— Data lines —
____

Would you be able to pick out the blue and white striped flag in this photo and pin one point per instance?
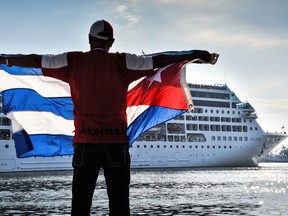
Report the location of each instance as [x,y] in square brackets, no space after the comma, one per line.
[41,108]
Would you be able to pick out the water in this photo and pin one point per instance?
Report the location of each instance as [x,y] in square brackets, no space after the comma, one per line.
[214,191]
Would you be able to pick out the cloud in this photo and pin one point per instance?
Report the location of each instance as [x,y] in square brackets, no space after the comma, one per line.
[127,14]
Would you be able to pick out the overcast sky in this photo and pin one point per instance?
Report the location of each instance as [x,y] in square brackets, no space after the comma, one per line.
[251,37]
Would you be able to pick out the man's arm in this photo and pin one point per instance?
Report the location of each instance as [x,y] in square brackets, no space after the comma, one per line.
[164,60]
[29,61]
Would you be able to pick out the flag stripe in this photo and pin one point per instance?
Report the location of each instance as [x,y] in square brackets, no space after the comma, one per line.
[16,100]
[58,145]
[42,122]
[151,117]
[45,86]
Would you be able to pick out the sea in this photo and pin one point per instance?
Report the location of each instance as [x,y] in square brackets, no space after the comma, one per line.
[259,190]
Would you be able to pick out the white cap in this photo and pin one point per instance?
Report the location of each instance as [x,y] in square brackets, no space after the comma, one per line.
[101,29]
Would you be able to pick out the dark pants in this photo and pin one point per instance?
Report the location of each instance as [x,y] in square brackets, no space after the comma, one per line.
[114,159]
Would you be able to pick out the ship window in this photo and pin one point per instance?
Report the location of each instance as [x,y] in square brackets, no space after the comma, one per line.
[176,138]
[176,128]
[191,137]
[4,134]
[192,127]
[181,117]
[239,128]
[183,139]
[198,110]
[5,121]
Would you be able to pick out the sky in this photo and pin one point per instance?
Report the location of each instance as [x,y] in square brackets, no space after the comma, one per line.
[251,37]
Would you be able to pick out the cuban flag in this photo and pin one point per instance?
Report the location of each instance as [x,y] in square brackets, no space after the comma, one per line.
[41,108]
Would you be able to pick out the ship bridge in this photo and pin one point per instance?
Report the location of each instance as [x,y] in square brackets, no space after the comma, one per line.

____

— Exercise requirements —
Copy the listing starting at the line containing "Would you be able to pick out the cuban" and ending at the end of the listing, keeping every line, and offset each x and y coordinate in the answers by -48.

— Right answer —
Would you be able to pick out the cuban flag in this photo and pin one point per instance?
Report the location of each instance as [x,y] in square brackets, no space after the comma, one per line.
[-7,60]
Would you be able to pick out the ship bridge in this photo and pin one point per instance?
Report the location of each instance as [x,y] in square brackets, no space after the comma, one per line.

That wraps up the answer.